▸ EXTRACT TO READ
---
title: "Stat 5421 Lecture Notes: To Accompany Agresti Ch 9"
author: "Charles J. Geyer"
date: "`r format(Sys.time(), '%B %d, %Y')`"
output:
  bookdown::html_document2:
    number_sections: false
    md_extensions: -tex_math_single_backslash
    mathjax: https://cdnjs.cloudflare.com/ajax/libs/mathjax/2.7.1/MathJax.js?config=TeX-AMS-MML_HTMLorMML
  bookdown::pdf_document2:
    number_sections: false
    md_extensions: -tex_math_single_backslash
linkcolor: blue
urlcolor: blue
---

# Section 9.1 Two-Way Tables

## Section 9.1.1 Only Main Effects

The *independence* or *homogeneity of proportions* model has mean-value
parameters
$$
   \mu_{i j} = \alpha_i \beta_j
$$
or canonical parameters
\begin{equation}
   \theta_{i j} = \alpha_i + \beta_j
   (\#eq:two-way-independence)
\end{equation}
where the alphas and betas are different in the two equations (this causes
no confusion, since if we look at parameters at all, these are usually
canonical parameters).

## Section 9.1.3 Interactions

The *saturated* model has completely arbitrary parameters.
The mean value parameters $\mu_{i j}$ have no specified structure.
The canonical parameters $\theta_{i j}$ have no specified structure.
So this is the largest model.  It has the most (arbitrarily variable)
parameters.

## Section 9.1.5 Hierarchical Models

The hierarchical model principle says that, if you have an interaction term
of a certain order, then you have all lower-order interactions of the same
variables.  For the saturated model for a two-way table this says
\begin{equation}
   \theta_{i j} = \alpha_i + \beta_j + \gamma_{i j}
   (\#eq:two-way-saturated)
\end{equation}
(but this just says $\theta_{i j}$ can be anything.  This is not an
identifiable parameterization.

## Identifiability

A statistical model (in general, not just in categorical data analysis)

▸ EXERCISE INSTRUCTIONS
Continue the lecture notes on two-way tables above, starting right after their final words.

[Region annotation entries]
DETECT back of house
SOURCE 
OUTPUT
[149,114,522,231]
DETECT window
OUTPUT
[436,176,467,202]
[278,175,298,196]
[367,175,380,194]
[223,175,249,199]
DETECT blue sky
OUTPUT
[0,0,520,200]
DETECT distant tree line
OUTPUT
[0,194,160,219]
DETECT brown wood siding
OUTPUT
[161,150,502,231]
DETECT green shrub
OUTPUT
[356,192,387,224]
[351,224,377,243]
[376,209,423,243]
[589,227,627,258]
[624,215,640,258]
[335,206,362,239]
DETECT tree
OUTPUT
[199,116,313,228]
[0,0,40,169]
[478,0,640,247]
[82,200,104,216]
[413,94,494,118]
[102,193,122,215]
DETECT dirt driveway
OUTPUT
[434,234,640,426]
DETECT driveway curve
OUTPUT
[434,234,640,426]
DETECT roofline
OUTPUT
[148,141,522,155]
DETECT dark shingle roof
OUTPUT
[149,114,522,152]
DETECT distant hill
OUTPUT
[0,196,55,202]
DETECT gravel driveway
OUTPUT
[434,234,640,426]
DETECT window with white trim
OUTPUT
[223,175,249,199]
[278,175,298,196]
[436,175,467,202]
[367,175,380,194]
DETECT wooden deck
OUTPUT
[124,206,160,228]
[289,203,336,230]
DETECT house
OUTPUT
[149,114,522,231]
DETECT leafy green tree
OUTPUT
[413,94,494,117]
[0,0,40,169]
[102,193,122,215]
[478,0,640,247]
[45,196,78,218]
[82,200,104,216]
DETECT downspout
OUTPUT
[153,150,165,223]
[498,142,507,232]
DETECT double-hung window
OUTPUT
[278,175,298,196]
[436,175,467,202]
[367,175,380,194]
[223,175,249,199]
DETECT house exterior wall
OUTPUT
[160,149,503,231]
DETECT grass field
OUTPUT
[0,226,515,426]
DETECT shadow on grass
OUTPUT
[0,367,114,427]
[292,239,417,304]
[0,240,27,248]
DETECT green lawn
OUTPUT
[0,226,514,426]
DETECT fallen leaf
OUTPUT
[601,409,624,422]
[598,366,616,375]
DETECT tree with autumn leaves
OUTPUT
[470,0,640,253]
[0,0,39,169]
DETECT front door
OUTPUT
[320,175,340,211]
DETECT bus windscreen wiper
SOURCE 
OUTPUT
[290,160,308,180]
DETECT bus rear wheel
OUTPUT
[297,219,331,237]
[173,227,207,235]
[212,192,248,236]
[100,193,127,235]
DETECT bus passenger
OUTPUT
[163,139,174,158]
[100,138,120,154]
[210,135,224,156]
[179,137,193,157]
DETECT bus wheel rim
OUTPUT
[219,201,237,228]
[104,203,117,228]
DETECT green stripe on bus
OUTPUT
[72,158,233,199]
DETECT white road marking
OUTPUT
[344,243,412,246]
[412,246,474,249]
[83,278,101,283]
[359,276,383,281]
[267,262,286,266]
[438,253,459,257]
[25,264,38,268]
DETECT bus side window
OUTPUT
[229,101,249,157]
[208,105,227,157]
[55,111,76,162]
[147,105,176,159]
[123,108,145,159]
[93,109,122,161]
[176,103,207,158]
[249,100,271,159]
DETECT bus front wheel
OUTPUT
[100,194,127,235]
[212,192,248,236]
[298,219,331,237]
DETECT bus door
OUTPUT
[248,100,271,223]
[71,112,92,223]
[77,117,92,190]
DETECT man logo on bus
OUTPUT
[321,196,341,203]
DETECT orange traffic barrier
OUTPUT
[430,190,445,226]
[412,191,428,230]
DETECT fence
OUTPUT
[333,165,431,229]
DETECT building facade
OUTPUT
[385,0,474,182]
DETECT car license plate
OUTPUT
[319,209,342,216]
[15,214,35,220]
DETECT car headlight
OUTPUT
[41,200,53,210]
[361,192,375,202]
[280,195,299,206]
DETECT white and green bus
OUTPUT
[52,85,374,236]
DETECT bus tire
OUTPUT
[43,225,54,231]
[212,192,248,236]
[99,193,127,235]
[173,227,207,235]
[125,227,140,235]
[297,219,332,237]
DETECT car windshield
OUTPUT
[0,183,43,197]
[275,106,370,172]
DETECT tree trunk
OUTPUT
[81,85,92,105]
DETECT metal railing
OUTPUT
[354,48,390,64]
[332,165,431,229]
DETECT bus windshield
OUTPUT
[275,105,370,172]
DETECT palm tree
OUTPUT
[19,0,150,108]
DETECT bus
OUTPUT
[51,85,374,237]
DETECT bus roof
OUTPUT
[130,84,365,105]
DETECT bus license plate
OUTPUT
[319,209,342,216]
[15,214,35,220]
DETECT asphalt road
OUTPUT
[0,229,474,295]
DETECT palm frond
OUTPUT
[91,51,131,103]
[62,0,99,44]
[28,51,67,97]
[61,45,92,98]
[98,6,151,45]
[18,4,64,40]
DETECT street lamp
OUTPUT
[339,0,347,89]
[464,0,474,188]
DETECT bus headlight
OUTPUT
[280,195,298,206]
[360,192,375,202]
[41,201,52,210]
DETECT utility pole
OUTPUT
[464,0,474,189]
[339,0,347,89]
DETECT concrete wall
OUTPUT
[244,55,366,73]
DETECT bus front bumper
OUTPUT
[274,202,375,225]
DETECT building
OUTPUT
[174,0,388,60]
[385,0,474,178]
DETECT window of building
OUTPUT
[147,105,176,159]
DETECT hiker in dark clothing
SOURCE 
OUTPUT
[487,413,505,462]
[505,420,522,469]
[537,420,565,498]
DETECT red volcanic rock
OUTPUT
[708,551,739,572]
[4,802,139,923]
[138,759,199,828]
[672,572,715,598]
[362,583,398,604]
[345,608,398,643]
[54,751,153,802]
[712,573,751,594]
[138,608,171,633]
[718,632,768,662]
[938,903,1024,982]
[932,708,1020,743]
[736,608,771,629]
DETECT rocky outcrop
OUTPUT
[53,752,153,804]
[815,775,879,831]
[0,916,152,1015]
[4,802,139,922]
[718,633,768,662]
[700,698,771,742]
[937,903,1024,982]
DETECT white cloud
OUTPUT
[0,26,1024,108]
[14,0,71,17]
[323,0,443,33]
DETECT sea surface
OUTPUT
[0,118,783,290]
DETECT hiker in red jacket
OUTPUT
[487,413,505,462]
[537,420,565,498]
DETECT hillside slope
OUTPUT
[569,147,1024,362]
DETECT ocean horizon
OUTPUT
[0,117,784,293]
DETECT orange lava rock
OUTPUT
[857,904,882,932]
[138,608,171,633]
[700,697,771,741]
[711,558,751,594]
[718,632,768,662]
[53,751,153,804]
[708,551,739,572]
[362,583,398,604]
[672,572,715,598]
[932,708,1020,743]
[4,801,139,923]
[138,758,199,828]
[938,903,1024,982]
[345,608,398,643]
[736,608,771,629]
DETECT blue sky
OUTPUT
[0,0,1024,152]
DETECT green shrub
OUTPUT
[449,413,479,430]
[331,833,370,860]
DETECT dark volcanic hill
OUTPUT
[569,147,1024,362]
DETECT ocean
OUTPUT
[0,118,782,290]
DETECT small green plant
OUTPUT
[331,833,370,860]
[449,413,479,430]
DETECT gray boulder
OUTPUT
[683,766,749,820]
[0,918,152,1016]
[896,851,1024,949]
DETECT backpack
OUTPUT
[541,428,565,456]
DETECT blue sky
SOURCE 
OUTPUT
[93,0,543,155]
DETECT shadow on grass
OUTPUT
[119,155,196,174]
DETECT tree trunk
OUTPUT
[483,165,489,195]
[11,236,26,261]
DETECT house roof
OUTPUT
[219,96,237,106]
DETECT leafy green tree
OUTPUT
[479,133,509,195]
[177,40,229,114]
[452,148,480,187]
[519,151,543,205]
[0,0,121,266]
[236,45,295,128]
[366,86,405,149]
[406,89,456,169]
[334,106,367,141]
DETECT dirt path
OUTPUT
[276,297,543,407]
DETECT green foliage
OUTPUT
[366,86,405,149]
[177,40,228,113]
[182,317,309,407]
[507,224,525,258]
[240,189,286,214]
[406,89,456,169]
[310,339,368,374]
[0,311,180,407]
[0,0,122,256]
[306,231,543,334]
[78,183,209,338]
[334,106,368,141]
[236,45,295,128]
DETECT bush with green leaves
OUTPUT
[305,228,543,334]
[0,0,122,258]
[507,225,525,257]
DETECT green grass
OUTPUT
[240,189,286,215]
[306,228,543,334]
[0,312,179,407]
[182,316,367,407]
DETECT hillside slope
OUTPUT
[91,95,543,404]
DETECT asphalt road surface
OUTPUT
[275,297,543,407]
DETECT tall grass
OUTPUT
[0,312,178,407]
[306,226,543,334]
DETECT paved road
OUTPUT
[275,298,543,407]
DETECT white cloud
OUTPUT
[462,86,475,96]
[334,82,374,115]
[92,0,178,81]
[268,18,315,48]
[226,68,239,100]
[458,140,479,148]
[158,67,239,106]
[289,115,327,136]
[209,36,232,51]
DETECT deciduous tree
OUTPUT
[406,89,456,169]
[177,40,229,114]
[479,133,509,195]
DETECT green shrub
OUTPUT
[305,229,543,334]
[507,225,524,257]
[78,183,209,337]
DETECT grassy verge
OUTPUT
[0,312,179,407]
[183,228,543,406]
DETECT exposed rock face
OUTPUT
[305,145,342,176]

▸ EXPECTED ANSWER
is *identifiable* if there is only one (vector) parameter value corresponding
to a probability distribution.  In exponential family models
([Notes on Exponential Families,
Section 6.2](http://www.stat.umn.edu/geyer/5421/notes/expfam.pdf#page=28))
every different mean vector corresponds to
a different distribution, but different canonical parameter vectors can
correspond to the same distribution.

If we are assuming *Poisson sampling* ([Notes on Exponential Families, Part I,
section 7](http://www.stat.umn.edu/geyer/5421/notes/expfam.pdf#page=46)) then the
canonical parameters are identifiable if and only if the mean-value parameters
are (because the link function (componentwise log) is invertible).

Clearly the specification for the two-way independence model
\@ref(eq:two-way-independence) is not identifiable because one
can add a constant to all of the alphas and subtract the same constant
from all the betas and get the same result
$$
   (\alpha_i + c) + (\beta_j - c)
   =
   \alpha_i + \beta_j
$$
Hence \@ref(eq:two-way-saturated) is also not identifiable.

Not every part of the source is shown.